本文抜粋:
想像していなかった未来をもたらしてくれるのは、いつだって「人との縁」がきっかけだった。
人生はいつだって想定外の連続だ。
いつの間にか自分が思い描いていたのとは別の道を進んでいることが多い。
中でも、今までの人生において、
「まさかこんなことになるなんて想像もしていなかった!」
と強烈なインパクトを残した出来事は、次の3つではないかと思っている。
少し長くなるが、どうか最後までお付き合いいただけると嬉しい。
高校の部活選び
最初のターニングポイントは、「高校の部活選び」だ。
中学生の時に見に行った高校の文化祭で、物珍しいマンドリンの演奏に一目惚れした私は、「この高校に入ったら絶対マンドリン部に入る!」と決意を固めていた。
ちなみに「マンドリン」とは、イタリア生まれのギターに似た弦楽器のことだ。ピックで弦を弾くことで、優しく繊細な音色を奏でる。
形は正面が「しずく型」で裏が丸く膨らんでおり、よく「イチジクを縦半分に割った形」と例えられるのが特徴だ。
・・・そう、決意していた、のだが。
マンドリン部の見学に向かうはずの足は、なぜか合唱部の方に向いていた。
きっかけはよく覚えていないのだが、1人で部活動見学に行くのも寂しいと思い、勇気を出して誘ったクラスメイトの中に、合唱部の見学に行きたい!と言い出した人がいた・・・からだと思う。
私が1人で合唱部の見学に向かうはずはないから、きっと誰かと連れ立って行ったはずだ。
そうして見学に行った先で、1人の女の子と出会った。
長い黒髪とメガネをかけた、第一印象「ザ・真面目そう」な女の子である。
少し話をしてみて、「あ、この子とは気が合いそうだな」と思った。
聞けば、この合唱部に入りたいと言う。
もっといろいろ話をしてみたいと思ったが、私はただ流れで合唱部の見学に来ただけで、別に入りたいと思って来たわけではない。
私の本命はマンドリン部である。
でも、彼女とはクラスも違うし、ここで別れたらもうそれっきりになっちゃうんだろうな。。。何だかそれも寂しいな。。。
そう思った私は、気付いたらあれほどまでに入部を熱望していたマンドリン部ではなく、彼女を追いかけて合唱部に入部していた。
歌は好き、だけど合唱は特別好きなわけではなかった私が、部活見学でたまたま出会った1人の女の子との仲を深めたいというただそれだけの理由で、本来の希望を蹴ってまで合唱部に入ったのだ。
中学の時は、合唱部に入るなんて微塵も考えていなかったので、文化祭のステージ発表はもちろん見に行っていないし、活動内容さえまともに知らなかった。
本当に、こんな状態でよく合唱部に入ろうなどと思えたものだ。
我ながらものすごい執念である。

提供情報:
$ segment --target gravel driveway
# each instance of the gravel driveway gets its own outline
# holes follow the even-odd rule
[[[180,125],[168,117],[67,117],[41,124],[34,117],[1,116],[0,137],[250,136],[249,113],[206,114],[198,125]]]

やるべきこと:
高校の部活選びを振り返る文章の続きを、最後の一文の次から書き進めること。

課題への回答:
ちなみに、ふとしたきっかけで、私の入部理由が彼女にあることは当の本人にも知られている。
ドン引きとまではいかないが、かなり驚かれた。
うん、私自身がいちばん驚いてるよ。。。
入部してからの3年間、彼女とは大変濃いお付き合いをさせていただいた。
「ザ・真面目そう」な第一印象はどこへ行ったのか、「コイツこんな奴だったか・・・?」と思うくらいキャラ変した。いい意味で。
「この子とは相性が良さそうだ」という最初の直感は、どうやら間違っていなかったらしい。
まあ間違っていたら、高校3年間の貴重な青春を棒に振るところだったので、結果オーライというやつだ。賭けに勝って良かった。
彼女のおかげで、合唱部に入らなければ一生縁が無かったであろうこともたくさん経験できた。
個性豊かな仲間たちとたくさん交流できたこと、
定期演奏会でピアノ伴奏に挑戦したこと、
定期演奏会のミュージカルで役を演じきったこと、
関東大会や全国高校総合文化祭で遠征に行ったこと、
文化祭ステージ発表の司会中に起きたハプニングを乗り切ったこと、
・・・・・・
どれも忘れがたい大切な思い出ばかりだ。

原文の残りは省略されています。